TEXT PASSAGE:
**********

On Thu, Jan 29, 2026 at 09:10:00PM +1000, David Gwynne wrote:
> On Thu, Jan 29, 2026 at 10:35:05AM +0100, Claudio Jeker wrote:
> > On Thu, Jan 29, 2026 at 10:53:17AM +1000, David Gwynne wrote:
> > > mbufs are special for lots of reasons, but one is that the total
> > > amount of memory that mbufs can be allocated out of is limited by
> > > mbuf_mem_limit. all the mbuf and cluster pools are subject to that
> > > limit, which is enforced by having these pools use a custom pool
> > > page allocator that checks that limit and accounts for their use
> > > of it.
> > > 
> > > the problem is the pools don't coordinate with each other. when
> > > mbuf_mem_limit is hit, it's possible for a sleeping allocation to
> > > wait on memory in one pool, but when memory is released by another
> > > pool that first one doesn't know about it, and doesn't get woken
> > > up to try and allocate pages that are now free in the backend page
> > > allocator.
> > > 
> > > the simple fix for this is to wakeup the mbuf pools when pages are
> > > returned to the backend mbuf page allocator. if any of the pools have
> > > pending allocation requests, they are moved forward by the wakeup.

**********

LISTING:
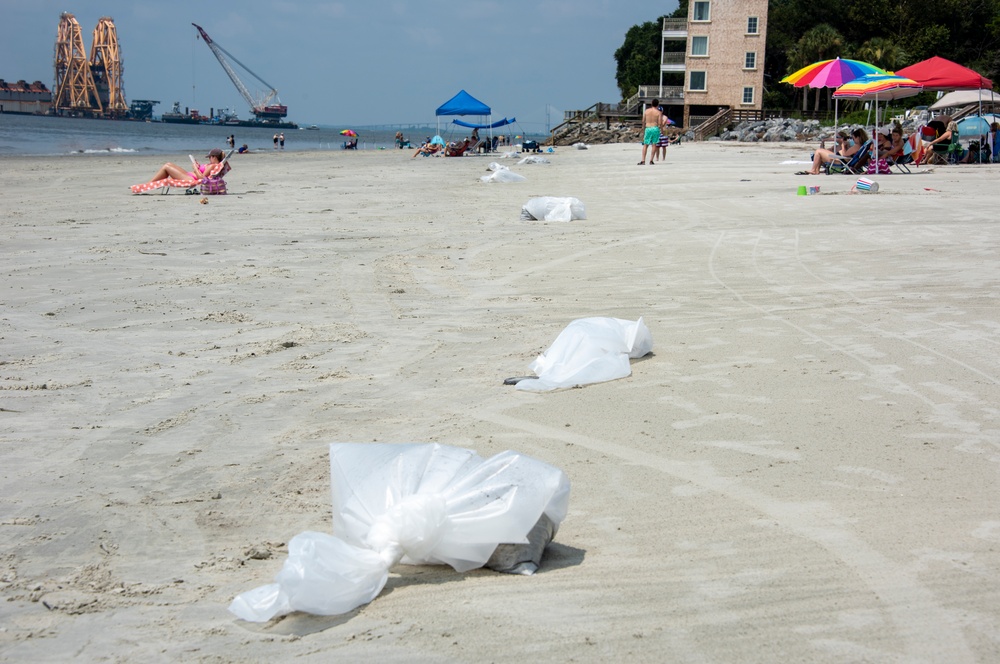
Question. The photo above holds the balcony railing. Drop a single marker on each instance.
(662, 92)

**********

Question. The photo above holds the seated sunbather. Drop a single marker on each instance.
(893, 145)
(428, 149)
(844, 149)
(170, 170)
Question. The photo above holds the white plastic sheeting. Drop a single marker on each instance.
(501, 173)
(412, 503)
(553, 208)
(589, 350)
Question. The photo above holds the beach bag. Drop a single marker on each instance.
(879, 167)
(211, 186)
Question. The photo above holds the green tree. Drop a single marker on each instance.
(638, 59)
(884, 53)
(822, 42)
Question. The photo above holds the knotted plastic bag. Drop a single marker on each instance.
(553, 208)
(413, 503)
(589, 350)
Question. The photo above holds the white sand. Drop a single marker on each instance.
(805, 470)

**********

WRITTEN EXERCISE 1:
In the text on mbuf pools, what limit restricts the total memory that all the mbuf and cluster pools can be allocated from?
WRITTEN EXERCISE 2:
Carry on the mailing-list text about mbuf pools from its final sentence.

EXERCISE ANSWER 1:
mbuf_mem_limit

EXERCISE ANSWER 2:
> > > 
> > > this means if a system does hit the mbuf mem limit and a lot of
> > > procs/threads get stuck sleeping on mbuf allocations, there's a
> > > better chance they can now be pushed forward if another mbuf pool
> > > backs off and gives memory back to the system.
> > > 
> > > the wakeups are deferred to a task running in the systqmp taskq.
> > > this is the same taskq that the pool gc ops run in. if multiple
> > > mbuf pools have gced pages released, this debounces the wakeup calls
> > > so they only happen once per pool gc run.
> > > 
> > > i could avoid the wakeup calls by only scheduling the task when the
> > > current mbuf_mem_alloc value is close to mbuf_mem_limit, but the pool gc
> > > process is the extremely slow path anyway. the ratio of pool_put
> > > operations to m_pool_free ops is many millions to one.
> > > 
> > > im going to commit this in the next day or two unless there are
> > > objections. oks are welcome too.
> > 
> > OK claudio@
> > 
> > Is the delay introduced deboucing via the task a problem? Once the
> > memory is freed some other pool is able to grab it before the wakeup makes
> > it through.
> 
> at the moment the only thing that can take the just released memory is
> some other pool, so we're not changing that aspect. however, we're
> adding the possibility that another cluster pool that's waiting for the
> memory gets a change to take it too.

I'm currently just worried about these wakeup games because of the
pagedaemon and how all the sleep/wakeup work (or don't work) there.
Delaying wakeups often causes work backlogs to build up which in the worst
case take the system down in a doom spiral.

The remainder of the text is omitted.